Ejercicio. Según el fragmento sobre don Félix, ¿qué edad tenía cuando viajó solo a la Argentina?

··· Fragmento de lectura ···

Pero lo que más me llamó la atención –finalizó
Atilio- es que papá no emitió ni una sola maldición, ni una sola mala
palabra ¡ni en aquel momento ni nunca!
Es que don
Félix no conocía de lamentaciones; no le
gustaba llorar sobre la leche vertida y entonces no sacaba de su intimidad ni un gramo de
insultos. ¿Para qué?
Nacido en
Sicilia, Italia, en 1886, viajó solo a la Argentina cuando contaba con trece años de edad
para reunirse con su hermano Vicente y formar parte de esa legión de
inmigrantes que vino al país para dejar los más diversos ejemplos y que hoy los
recordamos con pena porque no somos capaces de emularlos.
En la
ciudad de Rojas conoció a Polonia Basualdo, que fue su esposa y madre de
catorce hijos.
Le gustó
cultivar amistades y fue frecuente que en su casa hubiera invitados a comer.

··· Datos ···

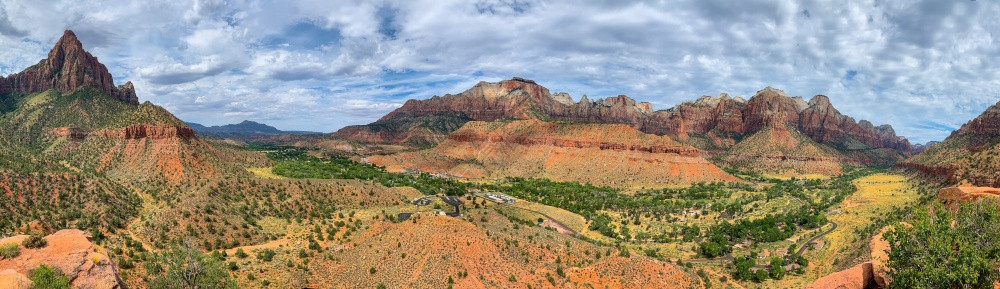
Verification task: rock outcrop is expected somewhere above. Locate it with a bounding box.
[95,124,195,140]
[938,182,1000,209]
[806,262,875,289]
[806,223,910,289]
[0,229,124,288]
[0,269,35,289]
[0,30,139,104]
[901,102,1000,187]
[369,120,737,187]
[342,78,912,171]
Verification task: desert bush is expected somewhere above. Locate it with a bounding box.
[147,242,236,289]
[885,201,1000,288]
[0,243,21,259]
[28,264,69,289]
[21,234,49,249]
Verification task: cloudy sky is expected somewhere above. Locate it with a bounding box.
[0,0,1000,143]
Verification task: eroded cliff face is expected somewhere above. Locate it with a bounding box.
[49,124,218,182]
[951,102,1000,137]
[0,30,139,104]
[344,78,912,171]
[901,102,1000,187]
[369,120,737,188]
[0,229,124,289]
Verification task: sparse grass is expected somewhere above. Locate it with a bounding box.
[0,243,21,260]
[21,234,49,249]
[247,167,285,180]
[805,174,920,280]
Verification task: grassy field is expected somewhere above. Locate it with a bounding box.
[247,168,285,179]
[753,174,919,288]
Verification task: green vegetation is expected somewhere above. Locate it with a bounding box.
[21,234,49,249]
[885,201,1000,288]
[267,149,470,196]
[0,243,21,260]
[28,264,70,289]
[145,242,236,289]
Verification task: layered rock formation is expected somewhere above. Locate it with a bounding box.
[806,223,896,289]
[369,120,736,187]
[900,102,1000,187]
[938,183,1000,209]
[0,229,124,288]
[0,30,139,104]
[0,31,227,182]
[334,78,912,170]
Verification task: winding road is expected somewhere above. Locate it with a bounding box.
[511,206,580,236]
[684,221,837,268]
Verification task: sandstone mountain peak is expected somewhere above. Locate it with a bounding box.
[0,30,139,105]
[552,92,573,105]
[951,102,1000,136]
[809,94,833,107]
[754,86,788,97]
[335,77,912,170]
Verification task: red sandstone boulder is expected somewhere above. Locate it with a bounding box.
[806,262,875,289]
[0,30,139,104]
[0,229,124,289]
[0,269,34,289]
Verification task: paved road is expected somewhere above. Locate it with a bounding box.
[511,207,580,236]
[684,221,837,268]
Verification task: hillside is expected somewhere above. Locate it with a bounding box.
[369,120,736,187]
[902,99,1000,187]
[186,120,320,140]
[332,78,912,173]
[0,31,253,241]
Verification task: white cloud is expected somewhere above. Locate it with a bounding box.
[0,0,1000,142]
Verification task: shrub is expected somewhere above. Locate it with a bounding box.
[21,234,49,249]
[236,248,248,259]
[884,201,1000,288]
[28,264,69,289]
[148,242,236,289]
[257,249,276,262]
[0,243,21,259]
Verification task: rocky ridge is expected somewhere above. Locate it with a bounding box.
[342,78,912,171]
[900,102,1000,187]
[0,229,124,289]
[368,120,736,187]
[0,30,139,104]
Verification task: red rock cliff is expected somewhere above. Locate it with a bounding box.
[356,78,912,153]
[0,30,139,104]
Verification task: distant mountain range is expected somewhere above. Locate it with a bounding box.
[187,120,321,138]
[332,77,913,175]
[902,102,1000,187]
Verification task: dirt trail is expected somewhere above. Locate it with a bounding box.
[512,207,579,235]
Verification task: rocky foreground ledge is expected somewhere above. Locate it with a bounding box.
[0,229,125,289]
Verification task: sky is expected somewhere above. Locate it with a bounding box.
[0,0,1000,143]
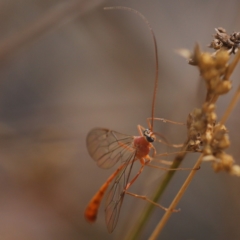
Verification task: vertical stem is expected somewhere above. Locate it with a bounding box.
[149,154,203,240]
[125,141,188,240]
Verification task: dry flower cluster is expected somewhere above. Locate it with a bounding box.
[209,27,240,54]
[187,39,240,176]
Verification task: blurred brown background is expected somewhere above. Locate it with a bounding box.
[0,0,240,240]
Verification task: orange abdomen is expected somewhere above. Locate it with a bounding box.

···

Solución. Trece años.